**PROBLEM 1:** In the vaccine ingredients post, rewrite the paragraph beginning "The most contested ingredient isn't an adjuvant" as a short bulleted list that keeps its main facts.
**PROBLEM 2:** In the vaccine ingredients post, whose website is given as an example of where package insert information can be found?

**TEXT SHOWN:**
▬▬▬▬▬▬▬▬▬▬

You won't find damning evidence against them because no one knows what they are, exactly. Can't test them and show their evil when you don't know what they are. :p
Like the formula for Coca-Cola? Only 2 guys on the planet know half of it each, and if one of them dies then we're all screwed? :lol: The freely available MSDS and the supplied package inserts (available from the administering physician, or on the company websites) list the bioreactive compounds as well as the preservative load and adjuvant structures. (See Sanofi Pasteur's (https://www.vaccineshoppe.com/index.cfm?fa=anon.piexpress)site as an example)


Aluminum salts, organic compounds and empty phospholipid bilayer vesicles, they are all in my A&P book and I have a pretty good grasp on them. Not really much of an Illuminati conspiracy. :lol:
There are some ugly things that have been tried as adjuvants, though. I'll at least give credit there: Squalene (never released for public use by the FDA) was used in trial anthrax vaccinations and is the likely cause behind Gulf War Syndrome.
The most contested ingredient isn't an adjuvant, it's a preservative: Thimerosal. It's a mercuric compound which is being used as the autism scapegoat. Unfortunately (for the conspiracy theorist side of the argument,) if you look at the mcg/dL toxicity levels for mercuric poisoning vs. the mcg/mL accumulated totals for all 24 suggested vaccinations before age 6, the nubmers don't jibe.

▬▬▬▬▬▬▬▬▬▬

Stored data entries
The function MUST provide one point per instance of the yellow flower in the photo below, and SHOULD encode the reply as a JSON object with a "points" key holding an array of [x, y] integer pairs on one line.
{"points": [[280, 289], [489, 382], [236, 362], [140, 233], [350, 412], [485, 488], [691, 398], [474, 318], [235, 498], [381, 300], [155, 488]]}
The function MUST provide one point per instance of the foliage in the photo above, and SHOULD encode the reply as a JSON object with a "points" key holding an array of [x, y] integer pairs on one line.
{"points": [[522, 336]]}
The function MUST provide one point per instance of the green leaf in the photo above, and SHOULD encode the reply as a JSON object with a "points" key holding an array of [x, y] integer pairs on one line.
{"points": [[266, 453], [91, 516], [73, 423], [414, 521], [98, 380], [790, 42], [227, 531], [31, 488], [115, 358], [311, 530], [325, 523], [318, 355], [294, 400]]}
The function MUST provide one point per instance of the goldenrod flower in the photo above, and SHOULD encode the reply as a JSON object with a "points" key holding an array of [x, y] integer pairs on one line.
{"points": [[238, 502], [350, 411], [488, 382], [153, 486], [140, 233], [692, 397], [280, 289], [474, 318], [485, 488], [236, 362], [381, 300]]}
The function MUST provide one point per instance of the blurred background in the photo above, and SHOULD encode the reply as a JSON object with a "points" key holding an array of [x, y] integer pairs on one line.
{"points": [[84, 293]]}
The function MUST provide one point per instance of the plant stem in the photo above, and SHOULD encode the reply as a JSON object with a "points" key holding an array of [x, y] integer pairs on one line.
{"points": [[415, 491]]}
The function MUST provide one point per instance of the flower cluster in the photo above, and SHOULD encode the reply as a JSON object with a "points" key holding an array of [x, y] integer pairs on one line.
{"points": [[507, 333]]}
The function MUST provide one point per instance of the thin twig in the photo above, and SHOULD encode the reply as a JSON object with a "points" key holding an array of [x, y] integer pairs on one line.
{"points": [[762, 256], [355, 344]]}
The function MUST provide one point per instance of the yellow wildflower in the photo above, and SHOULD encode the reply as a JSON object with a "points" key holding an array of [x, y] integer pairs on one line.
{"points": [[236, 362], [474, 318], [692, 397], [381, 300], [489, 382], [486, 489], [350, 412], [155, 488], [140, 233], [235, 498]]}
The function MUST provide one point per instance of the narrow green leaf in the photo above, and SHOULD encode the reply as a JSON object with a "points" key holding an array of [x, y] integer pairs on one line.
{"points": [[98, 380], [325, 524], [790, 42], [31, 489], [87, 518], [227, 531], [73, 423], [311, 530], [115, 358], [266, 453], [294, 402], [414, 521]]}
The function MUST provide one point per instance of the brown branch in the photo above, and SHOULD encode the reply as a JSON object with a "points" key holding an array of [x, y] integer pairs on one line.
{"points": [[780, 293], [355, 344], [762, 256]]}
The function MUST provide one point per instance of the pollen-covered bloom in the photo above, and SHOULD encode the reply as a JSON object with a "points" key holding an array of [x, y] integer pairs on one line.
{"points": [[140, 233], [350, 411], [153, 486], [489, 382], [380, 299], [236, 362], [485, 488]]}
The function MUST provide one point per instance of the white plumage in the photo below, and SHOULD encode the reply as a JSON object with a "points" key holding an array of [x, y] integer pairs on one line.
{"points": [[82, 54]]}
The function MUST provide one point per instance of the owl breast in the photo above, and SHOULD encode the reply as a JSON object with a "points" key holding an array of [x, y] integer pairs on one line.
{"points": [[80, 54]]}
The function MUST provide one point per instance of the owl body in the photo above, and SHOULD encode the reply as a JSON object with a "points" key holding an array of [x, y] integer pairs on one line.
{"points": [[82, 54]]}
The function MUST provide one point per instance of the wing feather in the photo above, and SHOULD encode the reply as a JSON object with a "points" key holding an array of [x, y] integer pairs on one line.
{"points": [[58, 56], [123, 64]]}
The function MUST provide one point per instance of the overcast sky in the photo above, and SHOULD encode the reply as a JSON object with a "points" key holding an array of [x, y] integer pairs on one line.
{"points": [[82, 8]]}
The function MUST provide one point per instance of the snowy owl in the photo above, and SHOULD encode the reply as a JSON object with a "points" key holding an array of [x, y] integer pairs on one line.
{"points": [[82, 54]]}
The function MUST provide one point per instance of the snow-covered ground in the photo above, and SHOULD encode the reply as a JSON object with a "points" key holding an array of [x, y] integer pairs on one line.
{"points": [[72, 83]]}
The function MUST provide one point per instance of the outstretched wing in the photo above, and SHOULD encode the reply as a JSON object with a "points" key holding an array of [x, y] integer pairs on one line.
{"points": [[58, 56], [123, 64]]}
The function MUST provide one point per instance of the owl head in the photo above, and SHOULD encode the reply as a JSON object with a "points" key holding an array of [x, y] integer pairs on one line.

▬▬▬▬▬▬▬▬▬▬

**WRITTEN SOLUTION 1:**
- The most contested ingredient is the preservative Thimerosal, not an adjuvant.
- It is a mercuric compound being used as the autism scapegoat.
- The mcg/dL toxicity levels for mercuric poisoning don't match the mcg/mL accumulated totals for all 24 suggested vaccinations before age 6.

**WRITTEN SOLUTION 2:** Sanofi Pasteur's.